▸ **WORK REQUIRED**:
Only the lines from the one with "Locate the white truck" to the end of the data below should be given again, exactly as written.

▸ **RECORDS SUPPLIED**:
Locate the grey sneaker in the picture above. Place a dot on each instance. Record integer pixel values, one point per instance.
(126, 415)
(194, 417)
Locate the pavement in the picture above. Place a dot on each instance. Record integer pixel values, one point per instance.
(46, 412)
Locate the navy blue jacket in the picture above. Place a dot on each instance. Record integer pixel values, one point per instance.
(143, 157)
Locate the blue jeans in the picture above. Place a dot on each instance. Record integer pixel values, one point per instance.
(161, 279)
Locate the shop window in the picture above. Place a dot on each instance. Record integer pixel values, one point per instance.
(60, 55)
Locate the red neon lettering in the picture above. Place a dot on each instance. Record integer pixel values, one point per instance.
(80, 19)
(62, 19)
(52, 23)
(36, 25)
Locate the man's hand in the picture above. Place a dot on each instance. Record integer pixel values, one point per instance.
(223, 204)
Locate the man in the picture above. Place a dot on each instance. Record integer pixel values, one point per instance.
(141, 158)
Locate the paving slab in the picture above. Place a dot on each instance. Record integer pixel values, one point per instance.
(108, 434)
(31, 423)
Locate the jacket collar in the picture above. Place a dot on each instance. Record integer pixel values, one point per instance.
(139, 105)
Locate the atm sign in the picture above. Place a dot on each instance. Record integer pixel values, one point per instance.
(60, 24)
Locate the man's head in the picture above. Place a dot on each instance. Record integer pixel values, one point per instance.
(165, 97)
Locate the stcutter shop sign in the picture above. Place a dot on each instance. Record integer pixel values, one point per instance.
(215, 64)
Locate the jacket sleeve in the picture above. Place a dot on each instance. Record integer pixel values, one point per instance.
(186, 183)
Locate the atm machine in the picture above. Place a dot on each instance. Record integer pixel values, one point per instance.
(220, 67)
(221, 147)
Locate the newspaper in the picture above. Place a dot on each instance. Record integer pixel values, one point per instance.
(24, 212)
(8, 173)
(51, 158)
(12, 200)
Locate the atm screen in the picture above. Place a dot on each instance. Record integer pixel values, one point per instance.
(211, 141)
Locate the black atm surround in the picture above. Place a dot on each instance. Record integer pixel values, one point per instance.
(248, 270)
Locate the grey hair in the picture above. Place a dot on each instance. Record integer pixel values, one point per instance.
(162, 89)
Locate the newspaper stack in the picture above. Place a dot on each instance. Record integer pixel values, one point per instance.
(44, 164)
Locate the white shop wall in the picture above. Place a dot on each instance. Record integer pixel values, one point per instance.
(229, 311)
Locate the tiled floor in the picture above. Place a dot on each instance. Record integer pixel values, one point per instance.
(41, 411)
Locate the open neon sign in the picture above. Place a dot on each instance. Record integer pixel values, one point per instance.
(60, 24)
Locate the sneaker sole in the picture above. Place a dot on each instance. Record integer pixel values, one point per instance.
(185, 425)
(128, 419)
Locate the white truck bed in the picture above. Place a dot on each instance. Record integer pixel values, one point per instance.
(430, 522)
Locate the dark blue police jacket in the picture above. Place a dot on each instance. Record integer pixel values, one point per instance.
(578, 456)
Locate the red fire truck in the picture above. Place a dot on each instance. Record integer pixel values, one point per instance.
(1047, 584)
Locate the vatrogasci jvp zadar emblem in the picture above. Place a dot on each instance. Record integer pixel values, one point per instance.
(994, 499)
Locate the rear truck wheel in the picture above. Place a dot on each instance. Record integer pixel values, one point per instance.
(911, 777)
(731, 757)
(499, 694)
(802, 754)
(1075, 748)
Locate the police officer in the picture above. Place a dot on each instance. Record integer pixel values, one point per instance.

▸ **RESULT OF THE EXERCISE**:
Locate the white truck bed in the picture above. Place a dot on each instance. Record integer pixel values, one point per instance.
(430, 522)
Locate the dark blue police jacket in the picture above. Place a dot on each instance. Record integer pixel values, one point per instance.
(578, 456)
Locate the red fire truck in the picture above. Place a dot on each instance. Record integer pixel values, one point per instance.
(1047, 584)
Locate the vatrogasci jvp zadar emblem in the picture above. Place a dot on each instance. Record integer pixel values, one point per instance.
(994, 499)
Locate the rear truck wheel in the picture above. Place a dot on each instance. Record integer pixel values, one point per instance.
(911, 777)
(731, 757)
(499, 694)
(802, 754)
(1075, 748)
Locate the police officer in the picture above. Place a dot on each instance. Record integer pixel values, one point per instance.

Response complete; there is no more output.